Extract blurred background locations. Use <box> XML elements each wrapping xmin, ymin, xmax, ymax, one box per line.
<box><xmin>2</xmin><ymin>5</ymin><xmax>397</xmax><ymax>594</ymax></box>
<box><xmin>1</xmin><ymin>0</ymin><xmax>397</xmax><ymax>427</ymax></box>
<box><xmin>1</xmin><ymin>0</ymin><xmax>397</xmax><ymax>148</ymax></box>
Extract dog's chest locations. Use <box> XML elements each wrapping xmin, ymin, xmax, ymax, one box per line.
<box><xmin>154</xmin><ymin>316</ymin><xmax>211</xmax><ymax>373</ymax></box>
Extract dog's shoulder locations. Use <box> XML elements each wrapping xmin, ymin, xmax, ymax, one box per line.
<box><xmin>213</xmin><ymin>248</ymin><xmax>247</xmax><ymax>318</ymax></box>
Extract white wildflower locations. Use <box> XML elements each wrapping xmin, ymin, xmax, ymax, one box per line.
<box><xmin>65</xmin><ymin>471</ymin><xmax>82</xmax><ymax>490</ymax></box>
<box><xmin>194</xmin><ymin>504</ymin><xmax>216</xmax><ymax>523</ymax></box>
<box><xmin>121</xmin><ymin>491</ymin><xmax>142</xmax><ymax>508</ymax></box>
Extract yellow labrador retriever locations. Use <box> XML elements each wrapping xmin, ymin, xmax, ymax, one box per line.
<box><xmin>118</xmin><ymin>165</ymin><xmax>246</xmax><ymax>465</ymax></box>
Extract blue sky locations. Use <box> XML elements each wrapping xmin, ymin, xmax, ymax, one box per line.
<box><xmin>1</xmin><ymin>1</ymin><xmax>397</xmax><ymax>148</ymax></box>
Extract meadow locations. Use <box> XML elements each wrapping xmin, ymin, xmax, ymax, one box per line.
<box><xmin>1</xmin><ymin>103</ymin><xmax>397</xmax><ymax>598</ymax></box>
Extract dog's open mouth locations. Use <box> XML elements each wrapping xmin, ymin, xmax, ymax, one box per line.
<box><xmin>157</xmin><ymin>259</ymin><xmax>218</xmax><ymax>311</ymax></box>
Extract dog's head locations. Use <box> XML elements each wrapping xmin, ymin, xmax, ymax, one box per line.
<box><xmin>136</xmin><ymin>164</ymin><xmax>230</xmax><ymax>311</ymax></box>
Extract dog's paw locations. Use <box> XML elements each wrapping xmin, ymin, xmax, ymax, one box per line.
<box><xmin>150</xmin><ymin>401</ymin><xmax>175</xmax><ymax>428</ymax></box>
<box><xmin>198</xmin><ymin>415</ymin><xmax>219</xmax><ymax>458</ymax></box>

--------------------------------------------------

What is expected: Return the listing. Match it exactly.

Output for this exercise:
Extract blurred background locations. Use <box> XML elements each wrapping xmin, ymin, xmax, ymax, one box per line.
<box><xmin>2</xmin><ymin>5</ymin><xmax>397</xmax><ymax>594</ymax></box>
<box><xmin>1</xmin><ymin>0</ymin><xmax>397</xmax><ymax>427</ymax></box>
<box><xmin>1</xmin><ymin>0</ymin><xmax>397</xmax><ymax>148</ymax></box>
Extract dog's chest locations. Use <box> XML elements each wrapping xmin, ymin, xmax, ymax, one box per line.
<box><xmin>154</xmin><ymin>316</ymin><xmax>211</xmax><ymax>373</ymax></box>
Extract dog's shoulder locations. Use <box> XML elements each wrapping xmin, ymin, xmax, ymax, one box per line.
<box><xmin>213</xmin><ymin>248</ymin><xmax>247</xmax><ymax>318</ymax></box>
Extract white wildflower locations. Use <box> XML elements each wrapping xmin, ymin, xmax, ymax, one box per line.
<box><xmin>65</xmin><ymin>471</ymin><xmax>82</xmax><ymax>490</ymax></box>
<box><xmin>194</xmin><ymin>504</ymin><xmax>216</xmax><ymax>523</ymax></box>
<box><xmin>121</xmin><ymin>491</ymin><xmax>142</xmax><ymax>508</ymax></box>
Extract yellow labrador retriever locations. Use <box> XML elements each wrapping xmin, ymin, xmax, ymax, one box per line.
<box><xmin>118</xmin><ymin>165</ymin><xmax>246</xmax><ymax>465</ymax></box>
Extract blue sky locations. Use <box> XML elements each wrapping xmin, ymin, xmax, ymax, one box per line.
<box><xmin>1</xmin><ymin>1</ymin><xmax>397</xmax><ymax>148</ymax></box>
Extract meadow locations. Use <box> XML elements each wrapping xmin, ymin, xmax, ymax, one box per line.
<box><xmin>1</xmin><ymin>103</ymin><xmax>397</xmax><ymax>598</ymax></box>
Extract dog's open mouth locations. Use <box> XML elements each wrapping xmin, ymin, xmax, ymax, one box per line.
<box><xmin>157</xmin><ymin>259</ymin><xmax>218</xmax><ymax>311</ymax></box>
Extract dog's head locations. Use <box> XML elements each wrapping xmin, ymin, xmax, ymax, one box per line.
<box><xmin>136</xmin><ymin>164</ymin><xmax>230</xmax><ymax>311</ymax></box>
Extract dog's paw locations. Use <box> XML elements each wrapping xmin, ymin, xmax, ymax, one box per line.
<box><xmin>150</xmin><ymin>401</ymin><xmax>175</xmax><ymax>428</ymax></box>
<box><xmin>198</xmin><ymin>415</ymin><xmax>219</xmax><ymax>458</ymax></box>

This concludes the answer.